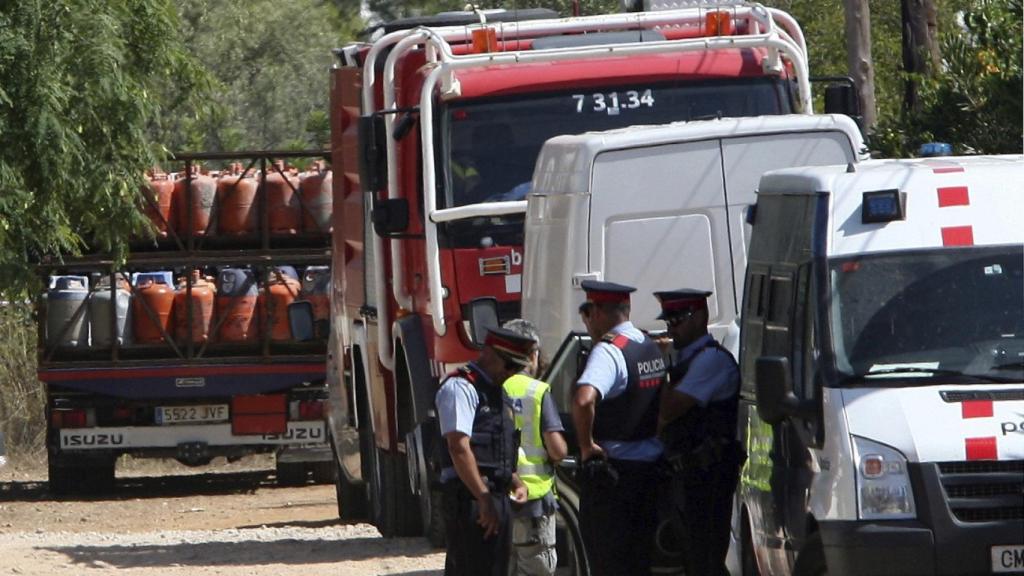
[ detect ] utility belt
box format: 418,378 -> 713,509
442,470 -> 512,500
665,437 -> 746,475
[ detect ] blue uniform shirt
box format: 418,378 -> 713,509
434,363 -> 490,482
672,334 -> 739,408
579,322 -> 663,462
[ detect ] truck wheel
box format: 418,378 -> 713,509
793,532 -> 828,576
276,462 -> 306,486
307,460 -> 337,484
739,513 -> 761,576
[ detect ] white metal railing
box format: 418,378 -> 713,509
361,4 -> 811,340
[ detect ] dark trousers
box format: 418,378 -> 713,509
443,480 -> 512,576
580,460 -> 658,576
673,463 -> 739,576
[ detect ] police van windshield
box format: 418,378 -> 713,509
437,78 -> 792,247
438,78 -> 790,207
829,246 -> 1024,386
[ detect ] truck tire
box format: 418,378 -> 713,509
739,512 -> 761,576
793,532 -> 828,576
46,454 -> 117,496
275,461 -> 306,486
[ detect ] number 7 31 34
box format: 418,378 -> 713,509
572,88 -> 654,116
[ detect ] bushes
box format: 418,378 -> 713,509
0,302 -> 46,456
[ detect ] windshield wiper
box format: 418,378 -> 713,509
842,366 -> 1012,384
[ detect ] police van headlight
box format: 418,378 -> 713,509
853,436 -> 918,520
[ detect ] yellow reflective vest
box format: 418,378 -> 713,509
503,374 -> 555,500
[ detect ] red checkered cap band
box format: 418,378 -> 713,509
587,291 -> 630,304
662,298 -> 708,314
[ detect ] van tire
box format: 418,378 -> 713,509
793,532 -> 828,576
739,513 -> 761,576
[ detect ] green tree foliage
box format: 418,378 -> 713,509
0,0 -> 202,296
160,0 -> 361,151
873,0 -> 1024,156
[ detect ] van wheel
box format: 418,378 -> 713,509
793,532 -> 828,576
276,462 -> 306,486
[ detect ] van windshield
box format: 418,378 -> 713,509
437,78 -> 792,247
829,245 -> 1024,385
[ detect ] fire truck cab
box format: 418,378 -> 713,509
329,2 -> 839,541
737,156 -> 1024,575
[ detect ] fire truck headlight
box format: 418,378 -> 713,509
853,436 -> 918,520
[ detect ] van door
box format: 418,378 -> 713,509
722,130 -> 857,319
588,138 -> 733,337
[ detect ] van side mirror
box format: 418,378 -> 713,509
755,356 -> 800,424
811,76 -> 864,133
469,296 -> 498,346
288,300 -> 315,342
370,198 -> 409,238
356,114 -> 387,192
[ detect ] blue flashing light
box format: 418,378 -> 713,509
918,142 -> 953,158
860,190 -> 906,224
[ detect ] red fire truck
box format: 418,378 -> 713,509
328,3 -> 831,541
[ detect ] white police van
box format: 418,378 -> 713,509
737,156 -> 1024,575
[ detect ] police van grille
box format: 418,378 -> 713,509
939,460 -> 1024,523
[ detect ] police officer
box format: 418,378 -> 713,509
572,281 -> 666,576
654,289 -> 743,576
434,328 -> 536,576
502,320 -> 567,576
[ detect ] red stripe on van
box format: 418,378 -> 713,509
964,436 -> 999,460
938,186 -> 971,208
942,227 -> 974,246
961,400 -> 992,418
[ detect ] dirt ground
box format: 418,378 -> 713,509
0,459 -> 444,576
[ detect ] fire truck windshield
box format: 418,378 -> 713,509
829,246 -> 1024,387
438,78 -> 791,208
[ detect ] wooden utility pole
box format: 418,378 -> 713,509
900,0 -> 940,110
843,0 -> 878,129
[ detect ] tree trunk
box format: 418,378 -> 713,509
900,0 -> 940,110
843,0 -> 878,129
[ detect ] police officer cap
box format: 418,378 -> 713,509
580,280 -> 636,303
483,328 -> 538,366
654,288 -> 711,320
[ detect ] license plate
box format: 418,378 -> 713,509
992,544 -> 1024,574
156,404 -> 227,424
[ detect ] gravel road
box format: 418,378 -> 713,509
0,455 -> 444,576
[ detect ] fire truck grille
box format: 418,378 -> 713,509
939,460 -> 1024,523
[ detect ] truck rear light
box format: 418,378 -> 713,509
473,28 -> 498,54
705,10 -> 732,36
231,394 -> 288,436
50,408 -> 89,428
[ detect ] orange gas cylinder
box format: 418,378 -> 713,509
132,273 -> 174,344
142,171 -> 174,238
260,266 -> 302,340
266,162 -> 302,234
174,166 -> 217,236
300,266 -> 331,338
217,163 -> 259,236
174,270 -> 217,344
216,269 -> 259,342
299,160 -> 333,234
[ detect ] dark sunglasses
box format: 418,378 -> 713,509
665,310 -> 696,328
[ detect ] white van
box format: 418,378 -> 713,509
737,156 -> 1024,575
522,115 -> 864,355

What you should do = Reproduce all of the material above with "bushes" changed to "shrubs" and nothing else altered. Leave the pictures out of your answer.

Task result =
[ detect ] utility belt
box format: 418,378 -> 713,509
442,470 -> 512,500
665,437 -> 746,475
[ detect ] blue uniform shirt
box format: 418,378 -> 713,509
434,363 -> 490,482
672,334 -> 739,408
579,322 -> 663,462
[ detect ] truck wheel
box format: 418,378 -> 713,509
793,532 -> 828,576
276,462 -> 306,486
307,460 -> 337,484
739,513 -> 761,576
[ detect ] white metal railing
box format: 418,378 -> 713,509
361,4 -> 811,340
[ detect ] dark trousers
box format: 418,378 -> 713,509
443,480 -> 512,576
580,460 -> 658,576
673,463 -> 739,576
[ detect ] police van windshield
box format: 418,378 -> 713,509
437,78 -> 792,247
438,78 -> 790,207
829,246 -> 1024,386
[ detect ] truck tire
box format: 418,378 -> 713,509
739,512 -> 761,576
793,532 -> 828,576
46,454 -> 117,496
275,461 -> 306,486
[ detect ] number 7 31 34
box format: 418,378 -> 713,509
572,88 -> 654,116
[ detect ] shrubs
box format: 418,378 -> 713,509
0,302 -> 46,456
[ detect ] windshield wiper
box format: 418,378 -> 713,509
842,366 -> 1012,384
[ detect ] police van headlight
box format: 418,378 -> 713,509
853,436 -> 918,520
[ detect ] yellow reflective vest
box format: 418,378 -> 713,509
503,374 -> 555,500
[ detect ] red checkered cap band
box format: 418,378 -> 713,509
587,291 -> 630,304
662,298 -> 708,314
[ detect ] van tire
box format: 418,378 -> 713,509
793,532 -> 828,576
739,513 -> 761,576
[ detect ] green tree foliage
box format: 418,378 -> 713,509
0,0 -> 202,296
160,0 -> 361,151
873,0 -> 1024,156
[ detect ] van wheel
box format: 418,378 -> 713,509
793,532 -> 828,576
276,462 -> 306,486
[ detect ] van windshield
box format: 418,378 -> 713,509
437,78 -> 792,247
829,245 -> 1024,385
[ detect ] fire truck cab
box format: 418,378 -> 713,509
329,2 -> 839,541
737,156 -> 1024,575
[ detect ] fire truck headlight
box format: 418,378 -> 713,509
853,436 -> 918,520
[ detect ] van door
box format: 418,378 -> 713,509
722,130 -> 857,319
588,138 -> 733,337
[ detect ] van side mirror
box format: 418,378 -> 713,509
755,356 -> 800,424
811,76 -> 864,133
469,296 -> 498,346
288,300 -> 315,342
370,198 -> 409,238
356,114 -> 387,192
[ detect ] blue flashing light
box format: 418,378 -> 713,509
918,142 -> 953,158
860,190 -> 906,224
[ detect ] red fire truck
box format: 418,378 -> 713,509
328,3 -> 831,541
[ detect ] white police van
box format: 418,378 -> 713,509
737,156 -> 1024,575
[ detect ] police van grille
box format: 418,378 -> 713,509
939,460 -> 1024,523
[ detect ] police officer
box format: 418,378 -> 713,509
572,281 -> 666,576
654,289 -> 743,576
434,328 -> 536,576
502,320 -> 567,576
[ detect ] red stripe on van
box format: 418,378 -> 713,509
964,436 -> 999,460
938,186 -> 971,208
942,227 -> 974,246
961,400 -> 992,418
[ detect ] dirt ground
box format: 418,378 -> 713,509
0,459 -> 444,576
[ detect ] fire truck windshield
box format: 418,378 -> 713,509
829,246 -> 1024,387
438,78 -> 791,208
[ detect ] wooden utility pole
box format: 418,378 -> 713,509
900,0 -> 940,110
843,0 -> 878,129
[ detect ] tree trunk
box format: 418,378 -> 713,509
900,0 -> 940,110
843,0 -> 878,129
[ detect ] police officer cap
box format: 418,378 -> 713,509
580,280 -> 636,303
483,328 -> 538,366
654,288 -> 711,320
[ detect ] license plate
box format: 418,378 -> 713,509
992,544 -> 1024,574
156,404 -> 227,424
[ detect ] gravel road
box format: 418,378 -> 713,509
0,455 -> 444,576
[ detect ] fire truck grille
box format: 418,378 -> 713,509
939,460 -> 1024,523
[ detect ] truck rear light
box format: 418,378 -> 713,509
473,28 -> 498,54
705,10 -> 732,36
231,394 -> 288,436
50,408 -> 89,428
[ detect ] orange gas cylinder
box format: 418,378 -> 713,509
132,273 -> 174,344
142,171 -> 174,238
260,266 -> 302,340
266,162 -> 302,234
174,166 -> 217,236
300,266 -> 331,338
217,163 -> 259,236
174,270 -> 217,344
216,269 -> 259,342
299,160 -> 333,234
[ detect ] dark sunglasses
box format: 418,378 -> 713,509
665,310 -> 696,328
[ detect ] white van
box format: 418,378 -> 713,509
737,156 -> 1024,575
522,115 -> 864,355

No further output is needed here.